Instructions for the task: Your task is to copy every line of the entries that contains "blaze".
--------
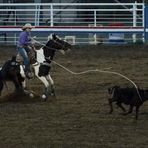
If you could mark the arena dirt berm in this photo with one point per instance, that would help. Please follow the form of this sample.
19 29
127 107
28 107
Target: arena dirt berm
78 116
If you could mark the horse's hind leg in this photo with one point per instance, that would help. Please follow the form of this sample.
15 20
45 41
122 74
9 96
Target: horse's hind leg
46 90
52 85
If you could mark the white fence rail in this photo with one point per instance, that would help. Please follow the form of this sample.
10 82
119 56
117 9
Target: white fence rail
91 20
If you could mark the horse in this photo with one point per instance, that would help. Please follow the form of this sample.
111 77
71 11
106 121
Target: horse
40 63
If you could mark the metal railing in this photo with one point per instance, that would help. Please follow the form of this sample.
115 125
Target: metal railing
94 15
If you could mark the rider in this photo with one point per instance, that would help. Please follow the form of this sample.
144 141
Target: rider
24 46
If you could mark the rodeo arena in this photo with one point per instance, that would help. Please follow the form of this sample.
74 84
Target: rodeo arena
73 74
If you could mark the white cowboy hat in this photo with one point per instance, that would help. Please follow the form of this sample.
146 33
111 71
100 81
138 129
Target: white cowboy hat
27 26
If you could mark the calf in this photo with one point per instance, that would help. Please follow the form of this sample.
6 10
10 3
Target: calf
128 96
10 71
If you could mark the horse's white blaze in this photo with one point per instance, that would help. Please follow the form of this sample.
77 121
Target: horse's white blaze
--------
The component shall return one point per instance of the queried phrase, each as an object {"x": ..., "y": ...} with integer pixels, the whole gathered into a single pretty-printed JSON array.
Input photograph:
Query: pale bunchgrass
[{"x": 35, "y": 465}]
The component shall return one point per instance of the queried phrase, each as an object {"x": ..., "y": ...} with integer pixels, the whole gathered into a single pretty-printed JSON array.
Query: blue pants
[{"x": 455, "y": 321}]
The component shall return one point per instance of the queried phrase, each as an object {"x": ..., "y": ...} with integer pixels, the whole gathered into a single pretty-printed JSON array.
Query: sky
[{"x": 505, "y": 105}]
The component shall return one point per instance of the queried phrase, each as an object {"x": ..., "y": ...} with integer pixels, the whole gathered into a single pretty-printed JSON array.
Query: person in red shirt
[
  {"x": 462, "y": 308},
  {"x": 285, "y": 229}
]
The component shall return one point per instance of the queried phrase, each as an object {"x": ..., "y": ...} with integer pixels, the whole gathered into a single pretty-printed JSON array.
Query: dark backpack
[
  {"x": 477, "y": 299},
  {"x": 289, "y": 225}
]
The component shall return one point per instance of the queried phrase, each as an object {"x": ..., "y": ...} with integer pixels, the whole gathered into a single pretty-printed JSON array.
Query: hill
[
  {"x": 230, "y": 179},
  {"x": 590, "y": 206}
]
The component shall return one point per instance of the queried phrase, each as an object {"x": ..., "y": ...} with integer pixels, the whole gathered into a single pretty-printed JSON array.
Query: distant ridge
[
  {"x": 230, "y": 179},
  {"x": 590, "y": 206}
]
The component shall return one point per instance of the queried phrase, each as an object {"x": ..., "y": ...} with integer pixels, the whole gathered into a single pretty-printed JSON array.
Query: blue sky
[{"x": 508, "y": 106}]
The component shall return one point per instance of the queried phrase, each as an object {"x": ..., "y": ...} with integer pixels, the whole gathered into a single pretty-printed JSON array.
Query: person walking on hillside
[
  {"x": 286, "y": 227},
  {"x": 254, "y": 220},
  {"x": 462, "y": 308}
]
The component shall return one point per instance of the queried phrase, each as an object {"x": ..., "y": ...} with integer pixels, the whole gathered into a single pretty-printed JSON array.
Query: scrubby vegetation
--------
Worked solution:
If you could mark the horse's white blaze in this photo with one point per instance, that would help. Please follow the form of this sample.
Target: horse's white blaze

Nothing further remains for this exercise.